=== DATA FOR THIS TASK ===
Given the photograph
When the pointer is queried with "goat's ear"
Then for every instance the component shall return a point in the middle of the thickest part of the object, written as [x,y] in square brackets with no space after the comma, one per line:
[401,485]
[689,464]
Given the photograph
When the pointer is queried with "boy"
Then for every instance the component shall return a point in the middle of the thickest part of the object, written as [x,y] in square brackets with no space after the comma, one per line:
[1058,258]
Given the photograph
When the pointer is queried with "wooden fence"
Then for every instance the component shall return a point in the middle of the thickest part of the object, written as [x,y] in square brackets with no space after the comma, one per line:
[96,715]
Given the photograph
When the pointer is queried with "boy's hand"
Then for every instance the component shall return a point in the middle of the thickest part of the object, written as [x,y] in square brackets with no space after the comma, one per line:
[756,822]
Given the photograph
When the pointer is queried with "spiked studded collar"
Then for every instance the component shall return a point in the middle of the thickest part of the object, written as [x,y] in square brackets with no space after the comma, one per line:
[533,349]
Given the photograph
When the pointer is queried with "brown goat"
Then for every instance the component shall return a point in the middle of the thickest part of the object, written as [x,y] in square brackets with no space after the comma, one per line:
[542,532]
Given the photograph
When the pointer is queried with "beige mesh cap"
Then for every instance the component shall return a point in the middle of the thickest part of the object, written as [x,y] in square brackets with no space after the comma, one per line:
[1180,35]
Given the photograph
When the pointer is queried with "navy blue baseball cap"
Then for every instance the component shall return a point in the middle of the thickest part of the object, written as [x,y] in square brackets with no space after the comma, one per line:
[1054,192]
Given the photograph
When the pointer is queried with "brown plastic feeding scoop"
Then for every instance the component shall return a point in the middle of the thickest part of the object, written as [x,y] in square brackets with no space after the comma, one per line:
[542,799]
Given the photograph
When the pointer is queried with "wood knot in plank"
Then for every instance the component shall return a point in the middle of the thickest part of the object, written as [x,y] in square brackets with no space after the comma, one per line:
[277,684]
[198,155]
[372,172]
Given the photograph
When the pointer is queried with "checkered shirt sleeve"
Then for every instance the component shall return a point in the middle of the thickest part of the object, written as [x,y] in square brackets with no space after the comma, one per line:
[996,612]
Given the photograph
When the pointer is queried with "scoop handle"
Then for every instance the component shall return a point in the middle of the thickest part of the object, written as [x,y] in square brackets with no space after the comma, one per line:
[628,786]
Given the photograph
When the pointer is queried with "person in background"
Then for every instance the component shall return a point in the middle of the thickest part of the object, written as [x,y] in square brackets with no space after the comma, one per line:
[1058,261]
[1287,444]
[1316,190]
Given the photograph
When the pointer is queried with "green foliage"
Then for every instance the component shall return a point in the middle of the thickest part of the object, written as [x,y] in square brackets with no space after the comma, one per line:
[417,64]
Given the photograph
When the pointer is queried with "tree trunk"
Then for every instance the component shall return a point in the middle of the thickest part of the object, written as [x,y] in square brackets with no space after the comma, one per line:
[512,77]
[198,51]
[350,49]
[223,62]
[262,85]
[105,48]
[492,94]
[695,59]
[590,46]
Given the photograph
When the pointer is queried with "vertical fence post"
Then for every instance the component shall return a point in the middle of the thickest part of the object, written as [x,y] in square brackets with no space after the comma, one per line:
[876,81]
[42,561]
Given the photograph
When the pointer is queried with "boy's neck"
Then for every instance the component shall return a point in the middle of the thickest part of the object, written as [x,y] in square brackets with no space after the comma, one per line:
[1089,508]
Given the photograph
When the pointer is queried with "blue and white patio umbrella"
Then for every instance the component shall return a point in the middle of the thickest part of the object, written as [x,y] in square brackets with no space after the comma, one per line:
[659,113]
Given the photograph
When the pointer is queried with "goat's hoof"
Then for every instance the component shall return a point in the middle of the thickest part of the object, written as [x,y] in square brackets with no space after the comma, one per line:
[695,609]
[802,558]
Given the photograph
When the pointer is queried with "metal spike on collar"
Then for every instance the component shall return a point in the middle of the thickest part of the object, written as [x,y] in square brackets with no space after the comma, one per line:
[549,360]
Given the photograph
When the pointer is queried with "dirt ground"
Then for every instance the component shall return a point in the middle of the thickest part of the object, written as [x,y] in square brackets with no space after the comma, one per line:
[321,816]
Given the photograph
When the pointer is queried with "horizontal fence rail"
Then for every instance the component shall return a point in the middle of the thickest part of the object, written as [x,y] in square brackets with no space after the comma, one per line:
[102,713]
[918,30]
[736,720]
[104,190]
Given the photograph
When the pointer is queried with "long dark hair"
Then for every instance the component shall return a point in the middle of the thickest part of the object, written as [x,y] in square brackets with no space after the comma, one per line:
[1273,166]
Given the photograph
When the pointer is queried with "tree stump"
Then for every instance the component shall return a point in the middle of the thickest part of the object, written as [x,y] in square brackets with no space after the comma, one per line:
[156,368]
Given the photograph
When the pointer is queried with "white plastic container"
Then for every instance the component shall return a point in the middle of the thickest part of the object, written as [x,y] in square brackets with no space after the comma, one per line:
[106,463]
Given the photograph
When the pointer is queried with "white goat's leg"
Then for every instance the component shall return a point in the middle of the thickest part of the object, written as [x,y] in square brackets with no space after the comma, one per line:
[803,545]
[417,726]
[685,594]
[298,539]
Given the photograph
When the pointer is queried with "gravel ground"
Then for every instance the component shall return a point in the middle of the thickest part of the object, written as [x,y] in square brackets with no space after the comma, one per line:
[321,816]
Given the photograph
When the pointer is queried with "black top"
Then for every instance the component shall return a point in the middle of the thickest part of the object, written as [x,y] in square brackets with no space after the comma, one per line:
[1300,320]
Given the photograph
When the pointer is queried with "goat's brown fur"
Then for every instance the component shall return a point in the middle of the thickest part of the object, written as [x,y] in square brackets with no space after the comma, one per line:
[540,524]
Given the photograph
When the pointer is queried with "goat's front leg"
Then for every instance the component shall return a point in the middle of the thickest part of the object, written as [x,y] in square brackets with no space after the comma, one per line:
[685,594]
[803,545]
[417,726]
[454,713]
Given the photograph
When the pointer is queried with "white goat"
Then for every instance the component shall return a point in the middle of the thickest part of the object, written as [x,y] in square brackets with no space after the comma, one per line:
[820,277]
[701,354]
===
:: THE TASK ::
Your job is to retype all of the material exactly.

:: EXERCISE ANSWER ::
Given the photograph
When the pointer is queried with "goat's ear"
Then for every instance the component shall return a point in the middle of the thickest part of the object, written as [x,y] in square brackets with no space after the comma, one per line:
[401,485]
[689,464]
Given the photograph
When the pointer is queried with "boy"
Then for every instance the component shall return a point in the middle of the thickest part of the object, written as [x,y] in square brackets with no space after the comma, one per line:
[1058,258]
Given the photograph
When the pointer is queried with "wooden fence"
Then for every instance the component shall return a point in the middle of the thickest part of the object, written as [x,y] in square brackets with no space after the comma, one per line:
[96,715]
Given the photograph
When the pointer is queried with "boy's hand"
Then for every instance the component shall return a point in the middle of the thickest part of the object, written as [x,y] in square brackets with no space after the comma, one per line:
[756,822]
Given the photograph
When the pointer is queried with "spiked studded collar"
Then for every instance the component shall return a point in the middle of the thickest part of the object, written as [x,y] in square brackets with no space after the comma, one per line:
[533,349]
Given the photograph
When the pointer is queried with "brown goat"
Then for every instance the component shall return a point in the middle of the thickest part of the object, written as [x,y] in square brackets with no space after the comma, one per line:
[542,532]
Given the photograph
When the pointer is queried with "beige mesh cap"
Then for every instance the component shall return a point in the middle of the thickest part of the object, written as [x,y] in square brackets with no space after the comma, one per line:
[1180,35]
Given the photograph
When the pointer is queried with "navy blue baseball cap"
Then for every instance the component shall return a point in the middle of the thickest part of the object, written as [x,y] in square brackets with no space after the comma, one per line:
[1054,192]
Given the photograph
When the pointer is queried with "brown plastic feeding scoop"
Then for every instance the component shall return a point in the middle of the thickest part of the object, written as [x,y] in square brackets with no space after the comma, one per line:
[542,799]
Given the photograph
When the pointer is queried with "wood knot in plank"
Then for every instance the component shall return a point in the middle of the thickest part of the object, written as [x,y] in square brackets with no space after the comma, one per line:
[277,684]
[198,155]
[372,172]
Given the photograph
When the pointer is queried with "checkered shirt sleeve"
Then for every instance the component shall return a point in the middle of the thickest part of the object, written as [x,y] in square brackets with no space after the comma, one per line:
[996,612]
Given the photograph
When the pointer is queried with "scoop handle"
Then for every instance the component shall return a point in the middle of the thickest part of the object, written as [x,y] in square brackets with no space after the comma, one per line:
[628,786]
Given the photograph
When the pointer is queried with "person in background"
Then for every instance the component shall return a point in the middle of the thickest part of the object, written as [x,y] in square brackets with no space after the comma, one per line:
[1058,261]
[1287,444]
[1316,190]
Given the photograph
When the pointer is queried with "green foliage"
Then for every instance the component shall return a point in the middle of the thickest part of the object, written as [x,y] in square brackets with no space after the comma, one per line:
[417,64]
Given the photograph
When the pointer is queried with "tree trunk"
Then for every instance the component shall return a point in the middle of the thickest part of the object, written as [x,y] in square brackets with no space after the comma, one per line:
[512,77]
[198,51]
[350,49]
[223,62]
[262,85]
[105,48]
[492,94]
[695,59]
[590,46]
Given the photograph
When the pointer is queried with "vertical fence post"
Then for every instance the component shall return a point in the middle of the thickest part of the object, written as [x,y] in square brackets with no space after the comma, one per line:
[876,81]
[42,561]
Given the photograph
When the pointer is queried with "boy's neck"
Then for every instance the component shall return a point in the middle of the thickest part of the object, written as [x,y] in square brackets with no space after the comma, one per line:
[1089,508]
Given the photograph
When the pointer is queried with "blue and white patio umbrella"
Then for every instance the component shall return a point in the middle of the thickest part of the object, written as [x,y] in square brackets with no space after the comma, one per line:
[659,113]
Given the photograph
When the pointer is queried with "goat's hoof"
Then for every instance the component shall return a point in the middle of the thickest part of the object, written as [x,y] in square brackets with no space after the comma, one per line:
[695,609]
[802,558]
Given the photograph
When the pointer is queried with "metal spike on collar"
Then for every instance the component shall return a point in the middle of the thickest part of the object, written as [x,y] in square brackets with no space after the comma, one per line:
[549,360]
Given the photograph
When the pointer is queried with "dirt ground"
Then for every instance the component shall return a point in the middle of the thickest part of the object, written as [x,y] in square brackets with no space after the comma, one per line:
[321,816]
Given the photograph
When the pointer is queried with "horizontal fence rail"
Then for every instance the component shall return a point in the middle of the thickest part of the object, written as [x,y] in square brackets with no space after the comma, one per line:
[102,713]
[918,30]
[736,720]
[104,190]
Given the photograph
When the pointer is queried with "long dark hair"
Then for every instance the component shall return a point in the middle of the thickest part of the object, written as [x,y] in square brackets with no space after the comma, one per line:
[1273,166]
Given the photograph
When the pointer is queried with "tree stump"
Then for every instance the component shall return a point in the middle of the thickest part of the object, written as [x,y] in square brackets with no space after the comma, one per line:
[156,368]
Given the photograph
When the pointer is queried with "white plastic container"
Then for every instance the component shall return a point in the middle of the thickest part of the object, written as [x,y] in square brackets with no space after the comma, one per line:
[106,463]
Given the photograph
When the pointer is queried with "white goat's leg"
Then for every instance the component shall return a point in the middle of the thickest part of the object, written as [x,y] in square brackets with no space after the comma, one per line:
[803,545]
[417,726]
[685,594]
[298,539]
Given the photograph
When the pointer is queried with "gravel ground"
Then for every instance the component shall return a point in the middle of the thickest part of the object, written as [x,y] in square brackets with no space after the comma, one per line:
[321,816]
Given the photograph
When the pointer is queried with "black top"
Then for every instance the component shall return a point in the middle of the thickest part of the object, written as [x,y] in square brackets with no space after the comma, one per line:
[1300,320]
Given the photograph
When the pointer is queried with "goat's brown fur"
Then for every instance the component shall return a point in the middle of the thickest part of the object, written as [x,y] in square brackets with no space after the comma, one per line:
[540,524]
Given the photograph
When the pointer is queried with "goat's front leg"
Then for every instance the component shall return a point in the middle of the thickest part of the object, written as [x,y] in square brackets with no space after the comma, one per line:
[685,594]
[803,545]
[417,726]
[454,713]
Given the photograph
When the pointer is queried with "white goat"
Then for every instance the component shall return a point in the middle of the thickest part of the object, written as [x,y] in square brackets with no space after the comma, one per line:
[820,277]
[701,354]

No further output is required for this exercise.